EXCERPTED DATA:

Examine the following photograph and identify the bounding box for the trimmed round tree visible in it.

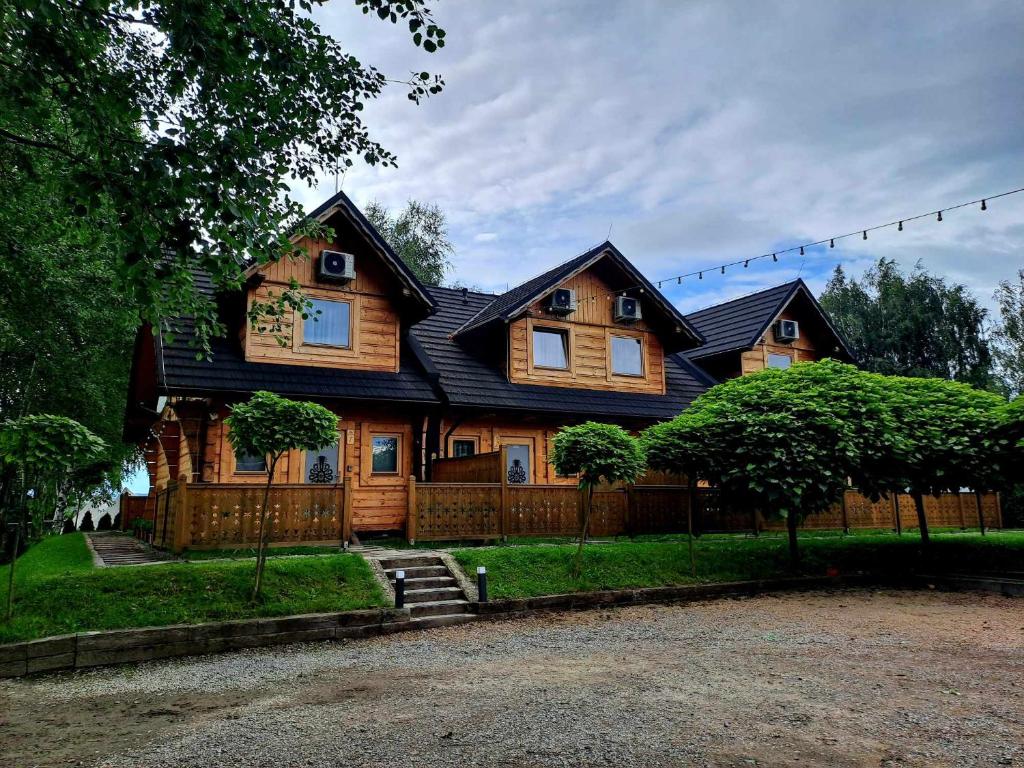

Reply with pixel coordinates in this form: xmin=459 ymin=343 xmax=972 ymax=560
xmin=879 ymin=376 xmax=1010 ymax=545
xmin=224 ymin=391 xmax=338 ymax=600
xmin=640 ymin=410 xmax=709 ymax=575
xmin=648 ymin=361 xmax=862 ymax=567
xmin=552 ymin=421 xmax=645 ymax=578
xmin=0 ymin=414 xmax=106 ymax=621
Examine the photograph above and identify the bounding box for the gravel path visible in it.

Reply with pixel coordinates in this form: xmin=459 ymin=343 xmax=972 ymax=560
xmin=0 ymin=590 xmax=1024 ymax=768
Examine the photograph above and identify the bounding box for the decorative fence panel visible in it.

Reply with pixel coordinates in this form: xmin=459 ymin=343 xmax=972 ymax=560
xmin=407 ymin=482 xmax=502 ymax=541
xmin=190 ymin=483 xmax=345 ymax=549
xmin=430 ymin=451 xmax=502 ymax=482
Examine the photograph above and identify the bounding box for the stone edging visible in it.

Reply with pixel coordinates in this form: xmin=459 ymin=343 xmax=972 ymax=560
xmin=0 ymin=608 xmax=412 ymax=678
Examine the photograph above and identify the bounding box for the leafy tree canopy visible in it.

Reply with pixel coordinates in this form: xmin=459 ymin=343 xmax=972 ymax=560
xmin=552 ymin=421 xmax=645 ymax=486
xmin=0 ymin=0 xmax=444 ymax=350
xmin=820 ymin=259 xmax=993 ymax=387
xmin=992 ymin=269 xmax=1024 ymax=397
xmin=224 ymin=391 xmax=338 ymax=461
xmin=366 ymin=200 xmax=455 ymax=286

WRITTEN REQUEST:
Render every line of the entries above as a Markdown table with two columns, Row for the line's number and Text for the line itself. Skip blank lines and leave out the pictures.

WRITTEN RESPONSE:
| Row | Text |
|---|---|
| 1 | Examine the following photograph and identify the bounding box for the trimmed round tree visible in it. |
| 2 | Reply with pixel coordinates in this form: xmin=459 ymin=343 xmax=972 ymax=560 |
| 3 | xmin=879 ymin=376 xmax=1010 ymax=545 |
| 4 | xmin=224 ymin=391 xmax=338 ymax=600 |
| 5 | xmin=640 ymin=410 xmax=709 ymax=575 |
| 6 | xmin=648 ymin=361 xmax=862 ymax=567 |
| 7 | xmin=552 ymin=421 xmax=645 ymax=578 |
| 8 | xmin=0 ymin=414 xmax=106 ymax=621 |
| 9 | Examine the photograph above and identify the bounding box for the gravel path visible in it. |
| 10 | Reply with pixel coordinates in this form: xmin=459 ymin=343 xmax=972 ymax=560 |
| 11 | xmin=0 ymin=590 xmax=1024 ymax=768 |
| 12 | Examine the photograph above and identify the bounding box for the decorative fence panel visible in it. |
| 13 | Reply with pixel coordinates in this form: xmin=459 ymin=343 xmax=972 ymax=560 |
| 14 | xmin=407 ymin=482 xmax=502 ymax=541 |
| 15 | xmin=190 ymin=483 xmax=345 ymax=549 |
| 16 | xmin=430 ymin=451 xmax=502 ymax=482 |
| 17 | Examine the photograph above and identify the bounding box for the stone edging visible in it. |
| 18 | Reply with pixel coordinates in this form: xmin=459 ymin=343 xmax=972 ymax=560 |
| 19 | xmin=0 ymin=608 xmax=412 ymax=678 |
| 20 | Examine the photograph above and identify the bounding box for the leafy tree canopy visible in it. |
| 21 | Reply with pixel coordinates in this form: xmin=459 ymin=343 xmax=972 ymax=560 |
| 22 | xmin=552 ymin=421 xmax=645 ymax=486 |
| 23 | xmin=0 ymin=0 xmax=444 ymax=350 |
| 24 | xmin=820 ymin=259 xmax=993 ymax=387 |
| 25 | xmin=992 ymin=269 xmax=1024 ymax=397 |
| 26 | xmin=224 ymin=391 xmax=338 ymax=461 |
| 27 | xmin=366 ymin=200 xmax=455 ymax=286 |